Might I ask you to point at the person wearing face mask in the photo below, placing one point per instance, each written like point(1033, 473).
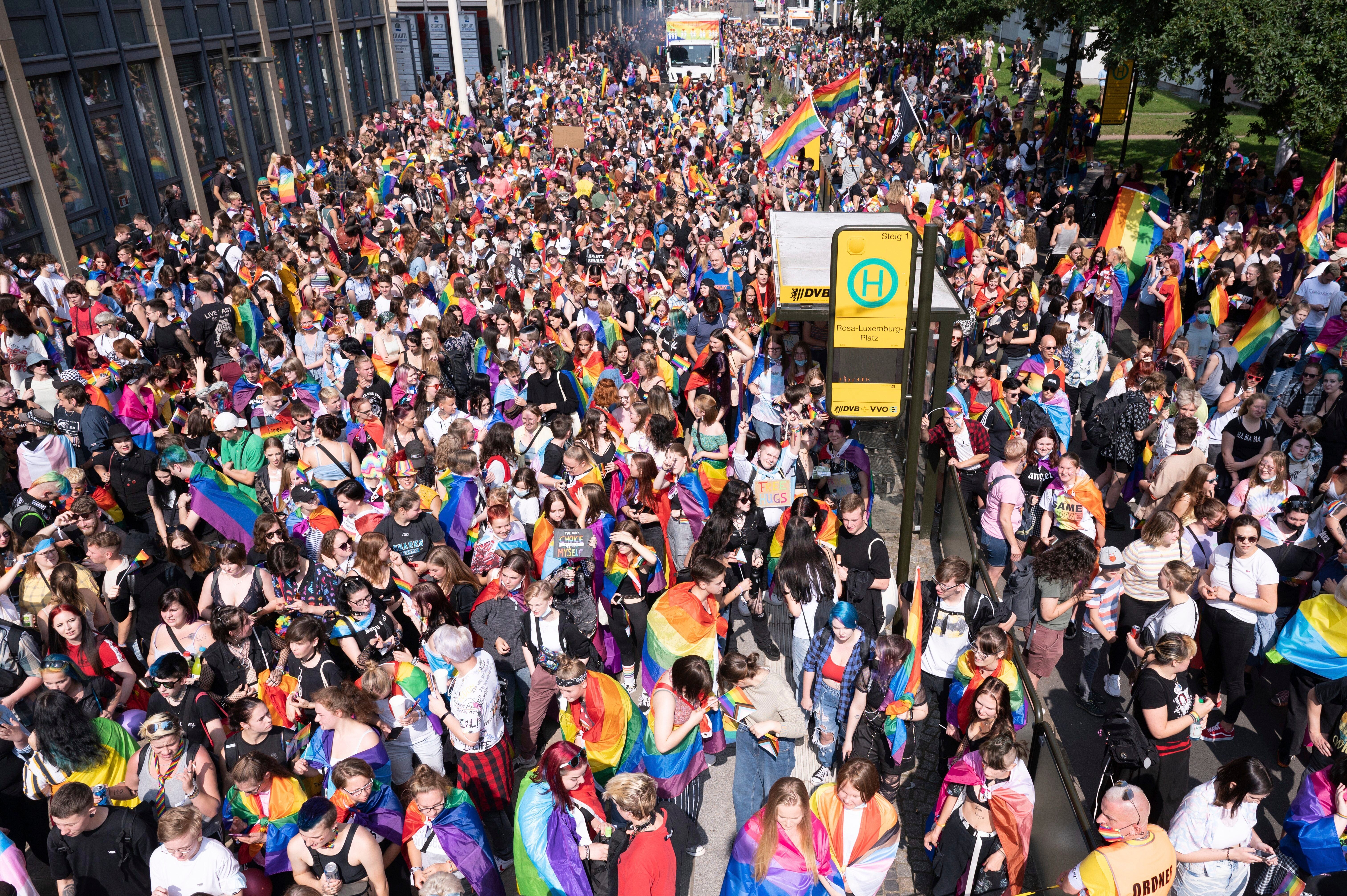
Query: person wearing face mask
point(984, 817)
point(1136, 856)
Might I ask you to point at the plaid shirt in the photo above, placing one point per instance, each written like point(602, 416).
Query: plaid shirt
point(820, 651)
point(942, 438)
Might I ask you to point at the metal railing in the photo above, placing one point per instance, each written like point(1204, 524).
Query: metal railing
point(1063, 828)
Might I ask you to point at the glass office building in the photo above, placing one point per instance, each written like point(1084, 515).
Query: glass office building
point(108, 104)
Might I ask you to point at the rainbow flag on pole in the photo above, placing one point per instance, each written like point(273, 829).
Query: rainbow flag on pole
point(1257, 333)
point(1132, 230)
point(1321, 209)
point(798, 130)
point(834, 99)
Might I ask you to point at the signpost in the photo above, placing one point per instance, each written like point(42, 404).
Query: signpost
point(1117, 92)
point(874, 271)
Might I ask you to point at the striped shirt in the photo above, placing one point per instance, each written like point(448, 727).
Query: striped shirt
point(1143, 565)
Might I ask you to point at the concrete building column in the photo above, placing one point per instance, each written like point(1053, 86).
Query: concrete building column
point(343, 88)
point(270, 79)
point(46, 197)
point(180, 131)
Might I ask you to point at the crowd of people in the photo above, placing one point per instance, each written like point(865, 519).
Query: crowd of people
point(332, 510)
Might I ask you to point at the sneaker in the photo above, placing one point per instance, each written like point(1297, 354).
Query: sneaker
point(1090, 705)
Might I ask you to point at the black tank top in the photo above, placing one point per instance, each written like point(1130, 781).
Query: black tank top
point(349, 874)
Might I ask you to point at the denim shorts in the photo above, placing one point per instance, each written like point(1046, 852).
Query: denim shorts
point(996, 550)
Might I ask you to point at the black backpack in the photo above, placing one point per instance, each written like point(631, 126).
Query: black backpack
point(1105, 419)
point(1125, 743)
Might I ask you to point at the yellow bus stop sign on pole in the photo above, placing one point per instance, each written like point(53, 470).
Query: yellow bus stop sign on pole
point(872, 293)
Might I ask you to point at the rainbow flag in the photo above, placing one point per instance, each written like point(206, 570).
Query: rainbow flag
point(1132, 230)
point(678, 626)
point(279, 820)
point(965, 240)
point(460, 510)
point(286, 188)
point(789, 875)
point(834, 99)
point(798, 130)
point(223, 503)
point(1315, 639)
point(1220, 305)
point(615, 733)
point(876, 844)
point(1321, 209)
point(736, 705)
point(1256, 336)
point(370, 251)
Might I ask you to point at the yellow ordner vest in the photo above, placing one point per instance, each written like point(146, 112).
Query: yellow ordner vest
point(1144, 868)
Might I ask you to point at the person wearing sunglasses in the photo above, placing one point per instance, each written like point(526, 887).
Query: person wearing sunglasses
point(169, 771)
point(1240, 584)
point(438, 845)
point(562, 785)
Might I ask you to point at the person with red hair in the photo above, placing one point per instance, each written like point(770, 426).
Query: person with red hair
point(561, 835)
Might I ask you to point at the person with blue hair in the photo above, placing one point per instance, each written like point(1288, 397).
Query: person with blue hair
point(37, 507)
point(836, 658)
point(322, 841)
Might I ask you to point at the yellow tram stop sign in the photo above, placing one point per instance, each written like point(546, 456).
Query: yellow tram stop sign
point(874, 271)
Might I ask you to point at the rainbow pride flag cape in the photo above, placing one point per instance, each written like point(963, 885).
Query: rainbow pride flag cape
point(226, 505)
point(613, 728)
point(876, 844)
point(834, 99)
point(678, 626)
point(798, 130)
point(1131, 230)
point(1257, 333)
point(459, 511)
point(460, 832)
point(969, 678)
point(906, 681)
point(1321, 209)
point(279, 821)
point(789, 875)
point(1315, 639)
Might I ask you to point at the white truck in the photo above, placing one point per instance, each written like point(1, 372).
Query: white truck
point(692, 45)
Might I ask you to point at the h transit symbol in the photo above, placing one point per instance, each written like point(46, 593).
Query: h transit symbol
point(874, 273)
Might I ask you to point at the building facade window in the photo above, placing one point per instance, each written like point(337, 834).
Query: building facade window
point(60, 142)
point(325, 64)
point(29, 21)
point(228, 120)
point(111, 145)
point(84, 29)
point(257, 99)
point(145, 95)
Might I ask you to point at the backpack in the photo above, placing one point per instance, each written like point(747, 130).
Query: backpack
point(1125, 743)
point(1105, 419)
point(1230, 374)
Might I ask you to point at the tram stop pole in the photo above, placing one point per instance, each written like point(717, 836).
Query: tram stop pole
point(915, 398)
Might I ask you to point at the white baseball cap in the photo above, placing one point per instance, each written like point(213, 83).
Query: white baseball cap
point(226, 422)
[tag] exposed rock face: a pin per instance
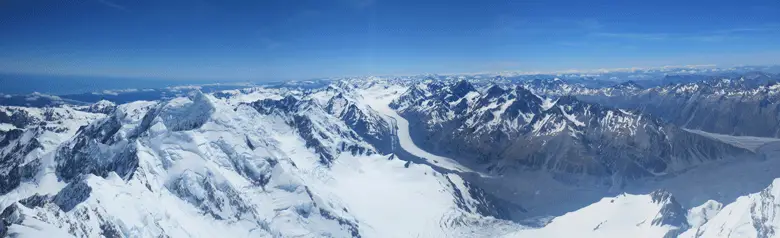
----------
Exercise requirements:
Pictures stay out; everything else in the listing above gets restated word for word.

Reply:
Might I ask you to point at the person wearing face mask in the photo below, placing one point per instance, each written like point(1033, 473).
Query: person wearing face mask
point(984, 817)
point(1136, 856)
Might I ask you to point at the plaid shirt in the photo above, placing one point per instance, each written like point(602, 416).
Query: plaid shirt
point(820, 651)
point(942, 438)
Might I ask you to point at the metal railing in the photo above, placing one point per instance, each written like point(1204, 524).
Query: metal railing
point(1063, 828)
Might I ask you to point at the glass office building in the photo above, placing one point per instance, each written like point(1084, 515).
Query: glass office building
point(108, 104)
Might I ask you to point at the rainbow flag on pole in the photo above, placing one point per instance, each written like point(273, 829).
Query: rainbow flag on pole
point(1257, 333)
point(1132, 230)
point(1321, 209)
point(798, 130)
point(834, 99)
Might I ask you to point at the signpost in the photo above, placing one point per instance, each written like point(42, 404).
Query: signpost
point(1117, 92)
point(874, 271)
Might I ask you to point at the striped shirt in the photo above, placing one point per instance, each written like point(448, 727).
Query: striped shirt
point(1143, 565)
Might I ask you to point at the concrete building column in the photo above, placing one point per instance, each written like point(1053, 86).
Query: concrete building column
point(343, 88)
point(270, 79)
point(46, 197)
point(180, 131)
Might I ask you to point at the crowd of people in the photo above, placing one point per instance, each written like point(865, 519).
Query: crowd of people
point(332, 510)
Might I ask you to point at the sneaker in the photo above, placing one point per instance, each written like point(1297, 354).
Query: sneaker
point(1090, 705)
Might I ask you to point at the black tank top in the photo above, placing one point per instance, each written like point(1130, 781).
Query: black tank top
point(349, 874)
Might I ask you to point at the denim shorts in the photo above, placing one point per instance, each written like point(1046, 852).
Query: denim shorts
point(996, 550)
Might I ask you to point at the black backpack in the photo above, placing one point per instance, each written like point(631, 126).
Query: black backpack
point(1105, 419)
point(1125, 743)
Might I ask you to point at the yellow bus stop sign on pole in the photo above, placing one point per instance, each written like point(53, 470).
Query: yellow bus stop sign on pole
point(872, 293)
Might I ask you to point at the rainbow flag in the photo above, placing one point per instance, each written like point(206, 570).
Query: rainbow flag
point(1132, 230)
point(678, 626)
point(279, 820)
point(965, 240)
point(460, 510)
point(286, 188)
point(789, 875)
point(834, 99)
point(798, 130)
point(223, 503)
point(1315, 639)
point(1220, 305)
point(615, 733)
point(876, 844)
point(1321, 209)
point(736, 705)
point(1256, 336)
point(370, 251)
Might I ask you to point at the yellow ordner vest in the photo above, placing one point per instance, each written like point(146, 112).
Query: yellow ordner vest
point(1144, 868)
Might I ask you to point at the person wearing sunglasses in the photo above, placing one point per instance, each written like point(526, 887).
Query: person wearing sunglasses
point(169, 771)
point(1240, 584)
point(438, 845)
point(562, 785)
Might I ask you to point at the person with red hair in the photo above, placing one point per instance, each written like point(770, 426).
Query: person with red hair
point(561, 835)
Might I ask you to point at the person with blue hair in the photo above, placing one point per instance, each written like point(1288, 397).
Query: person with blue hair
point(37, 507)
point(836, 658)
point(322, 841)
Might I ask you to point at the yellow tram stop sign in the photo above, placing one point per instance, each written like point(546, 456).
Query: yellow tram stop sign
point(874, 271)
Might I ask you to point at the rainbow pride flag cape in the photo above, placing one point per instance, each written like point(963, 885).
Query: rainbow pride flag cape
point(226, 505)
point(613, 728)
point(876, 844)
point(834, 99)
point(678, 626)
point(798, 130)
point(1131, 230)
point(1257, 333)
point(459, 511)
point(460, 832)
point(969, 678)
point(906, 681)
point(1321, 209)
point(279, 821)
point(789, 875)
point(1315, 639)
Might I ask you to point at the white truck in the photo above, placing one point per instance, each written like point(1, 372).
Query: white truck
point(692, 45)
Might I ask you to point at the h transit symbol in the photo above, placing one point per instance, each written like point(46, 593).
Query: h transit symbol
point(874, 273)
Might I ask you to point at the building facade window in the photo above, placing one point per instance, each written like point(337, 834).
Query: building facade window
point(60, 142)
point(325, 64)
point(29, 21)
point(228, 120)
point(111, 145)
point(84, 29)
point(257, 99)
point(145, 95)
Might I ask you to point at the backpack in the photo above, placing one point per instance, each written like point(747, 130).
Query: backpack
point(1125, 743)
point(1105, 419)
point(1230, 374)
Might I ask you to point at the tram stop pole in the photo above, placing one point per instance, each written like point(717, 836).
Query: tram stop pole
point(915, 398)
Might I ask you to point at the white baseball cap in the photo above, placing one point per instance, each written like point(213, 83).
Query: white baseball cap
point(226, 422)
[tag] exposed rock face: a pin per instance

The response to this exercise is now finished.